─── Source data
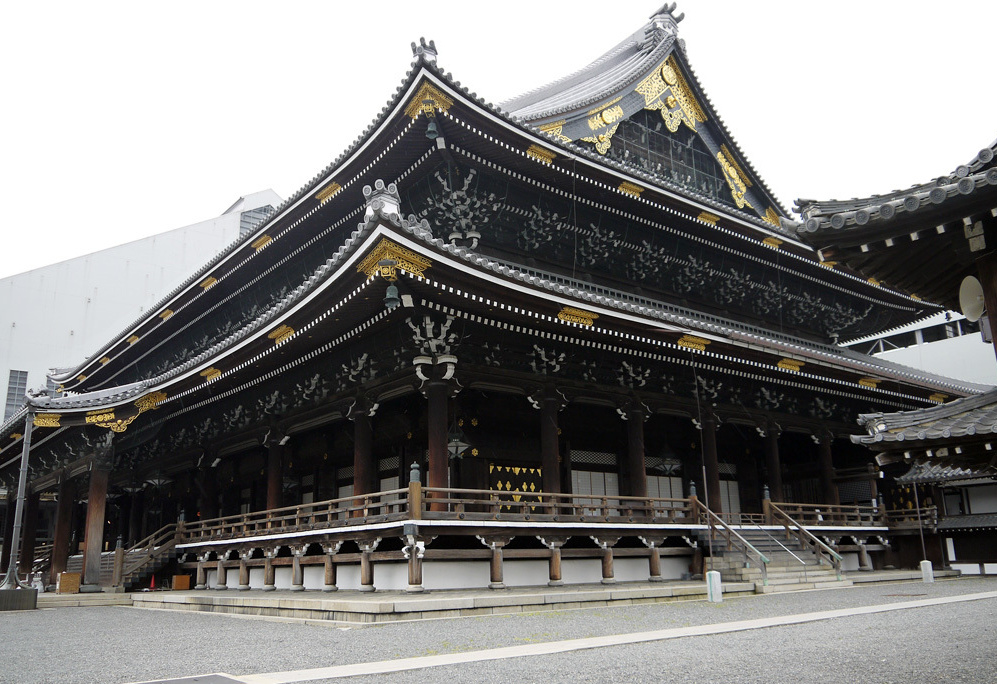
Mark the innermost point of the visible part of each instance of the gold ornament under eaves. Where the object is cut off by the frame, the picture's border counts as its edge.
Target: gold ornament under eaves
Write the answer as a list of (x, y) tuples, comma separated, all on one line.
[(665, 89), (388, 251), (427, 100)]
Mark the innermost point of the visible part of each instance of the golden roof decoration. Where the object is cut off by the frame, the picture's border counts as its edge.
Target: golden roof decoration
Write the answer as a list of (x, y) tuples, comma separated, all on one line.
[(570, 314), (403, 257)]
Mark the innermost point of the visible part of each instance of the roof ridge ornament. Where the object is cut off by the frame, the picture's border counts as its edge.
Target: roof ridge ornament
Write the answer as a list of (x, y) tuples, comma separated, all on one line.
──────
─── Source data
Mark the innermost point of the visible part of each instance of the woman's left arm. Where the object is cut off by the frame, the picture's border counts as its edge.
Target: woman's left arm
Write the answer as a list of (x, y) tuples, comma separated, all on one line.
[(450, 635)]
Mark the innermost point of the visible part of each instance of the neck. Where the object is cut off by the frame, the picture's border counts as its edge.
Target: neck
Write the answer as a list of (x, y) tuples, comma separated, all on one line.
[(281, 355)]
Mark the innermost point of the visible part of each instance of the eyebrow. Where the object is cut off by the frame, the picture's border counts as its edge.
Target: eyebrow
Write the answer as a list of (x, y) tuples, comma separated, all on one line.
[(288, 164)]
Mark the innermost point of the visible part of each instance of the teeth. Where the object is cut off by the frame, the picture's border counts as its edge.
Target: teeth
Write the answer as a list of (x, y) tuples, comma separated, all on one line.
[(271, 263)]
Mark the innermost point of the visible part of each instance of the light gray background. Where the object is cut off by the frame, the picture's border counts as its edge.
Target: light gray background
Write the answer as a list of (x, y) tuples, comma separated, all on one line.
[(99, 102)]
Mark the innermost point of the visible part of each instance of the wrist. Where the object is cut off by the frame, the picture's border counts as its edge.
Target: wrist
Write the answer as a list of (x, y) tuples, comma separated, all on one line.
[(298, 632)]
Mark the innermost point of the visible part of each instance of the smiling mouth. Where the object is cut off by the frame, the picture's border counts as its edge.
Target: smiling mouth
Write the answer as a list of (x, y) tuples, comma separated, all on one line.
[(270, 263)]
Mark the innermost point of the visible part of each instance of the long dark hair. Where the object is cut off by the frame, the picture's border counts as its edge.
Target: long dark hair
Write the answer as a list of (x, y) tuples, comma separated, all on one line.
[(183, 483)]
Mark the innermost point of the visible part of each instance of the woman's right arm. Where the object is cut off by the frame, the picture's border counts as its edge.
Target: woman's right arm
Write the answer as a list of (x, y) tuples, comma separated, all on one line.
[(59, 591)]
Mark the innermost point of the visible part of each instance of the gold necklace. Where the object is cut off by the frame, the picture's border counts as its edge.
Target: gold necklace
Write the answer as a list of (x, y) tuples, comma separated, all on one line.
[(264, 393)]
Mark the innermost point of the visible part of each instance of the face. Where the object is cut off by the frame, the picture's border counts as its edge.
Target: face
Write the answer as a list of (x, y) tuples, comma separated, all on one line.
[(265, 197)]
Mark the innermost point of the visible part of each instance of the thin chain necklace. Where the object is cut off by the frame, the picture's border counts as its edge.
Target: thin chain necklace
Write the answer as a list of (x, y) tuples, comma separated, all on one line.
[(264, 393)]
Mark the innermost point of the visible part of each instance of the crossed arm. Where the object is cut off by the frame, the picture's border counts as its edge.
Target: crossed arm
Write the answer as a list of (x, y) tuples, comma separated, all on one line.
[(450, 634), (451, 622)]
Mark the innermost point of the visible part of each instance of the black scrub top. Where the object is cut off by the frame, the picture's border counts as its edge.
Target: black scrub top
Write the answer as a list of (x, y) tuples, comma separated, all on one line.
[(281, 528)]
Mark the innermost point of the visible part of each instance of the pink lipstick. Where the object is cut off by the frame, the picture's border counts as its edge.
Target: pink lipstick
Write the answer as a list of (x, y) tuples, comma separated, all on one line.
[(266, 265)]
──────
**Your assignment:** Copy out every line of the records that the string "dark" appears in.

**Solution to the problem:**
Mark the innermost point of the visible part of each instance of the long dark hair. Where the object is cut off by the frame, the picture's border counts as its edge.
Target: long dark hair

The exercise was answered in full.